What is expected
Gather every line of the entries below that contains the word "jacket", matching case exactly.

* Begin Given data *

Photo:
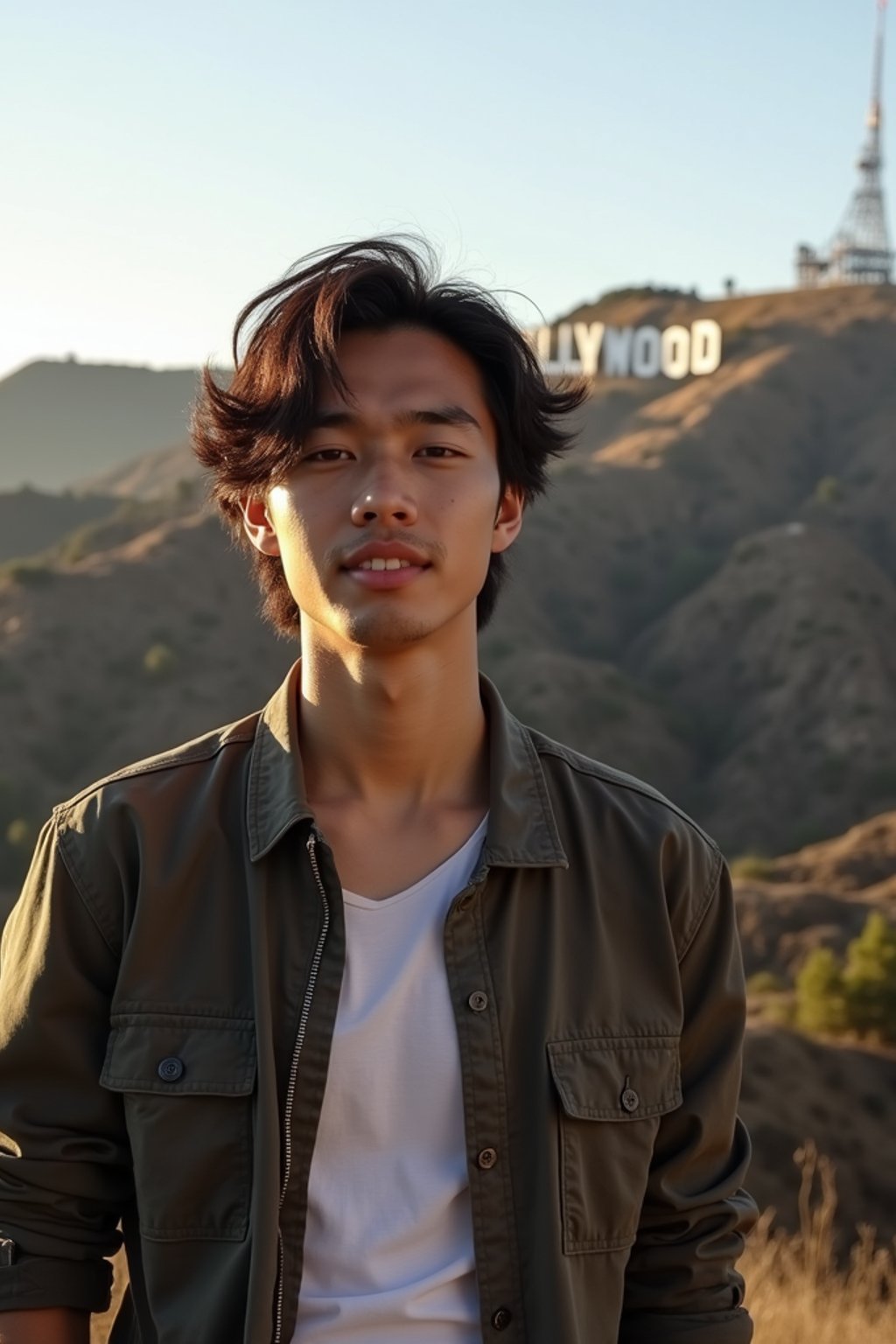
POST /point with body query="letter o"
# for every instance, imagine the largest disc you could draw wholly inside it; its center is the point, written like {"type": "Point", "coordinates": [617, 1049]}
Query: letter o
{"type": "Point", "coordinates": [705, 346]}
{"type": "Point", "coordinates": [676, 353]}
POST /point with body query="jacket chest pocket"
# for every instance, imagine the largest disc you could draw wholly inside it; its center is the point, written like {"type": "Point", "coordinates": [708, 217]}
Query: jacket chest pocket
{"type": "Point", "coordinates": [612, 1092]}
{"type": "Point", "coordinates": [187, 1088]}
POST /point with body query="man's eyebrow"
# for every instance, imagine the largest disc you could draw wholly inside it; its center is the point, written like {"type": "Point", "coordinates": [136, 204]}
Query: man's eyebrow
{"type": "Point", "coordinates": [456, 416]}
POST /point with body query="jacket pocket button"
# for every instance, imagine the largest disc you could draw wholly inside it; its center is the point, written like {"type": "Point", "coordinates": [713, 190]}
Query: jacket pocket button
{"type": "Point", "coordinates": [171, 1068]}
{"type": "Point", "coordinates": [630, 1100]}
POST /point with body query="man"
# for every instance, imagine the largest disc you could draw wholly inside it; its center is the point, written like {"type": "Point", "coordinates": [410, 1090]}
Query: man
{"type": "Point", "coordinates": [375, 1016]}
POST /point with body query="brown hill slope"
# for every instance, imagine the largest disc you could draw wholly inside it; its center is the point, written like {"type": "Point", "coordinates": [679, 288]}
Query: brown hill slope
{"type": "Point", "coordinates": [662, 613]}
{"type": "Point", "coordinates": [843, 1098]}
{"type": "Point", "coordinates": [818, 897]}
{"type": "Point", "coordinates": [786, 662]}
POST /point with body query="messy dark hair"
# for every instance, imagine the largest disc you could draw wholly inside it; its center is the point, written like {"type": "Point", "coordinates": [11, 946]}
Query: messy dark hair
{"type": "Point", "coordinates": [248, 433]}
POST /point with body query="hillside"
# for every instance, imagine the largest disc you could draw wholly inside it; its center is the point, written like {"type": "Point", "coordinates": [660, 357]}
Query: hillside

* End Given data *

Result below
POST /point with body query="jacket chest pocket"
Query: jacket chest pocket
POST /point with body query="jacket pocket button"
Query: jacket pocket button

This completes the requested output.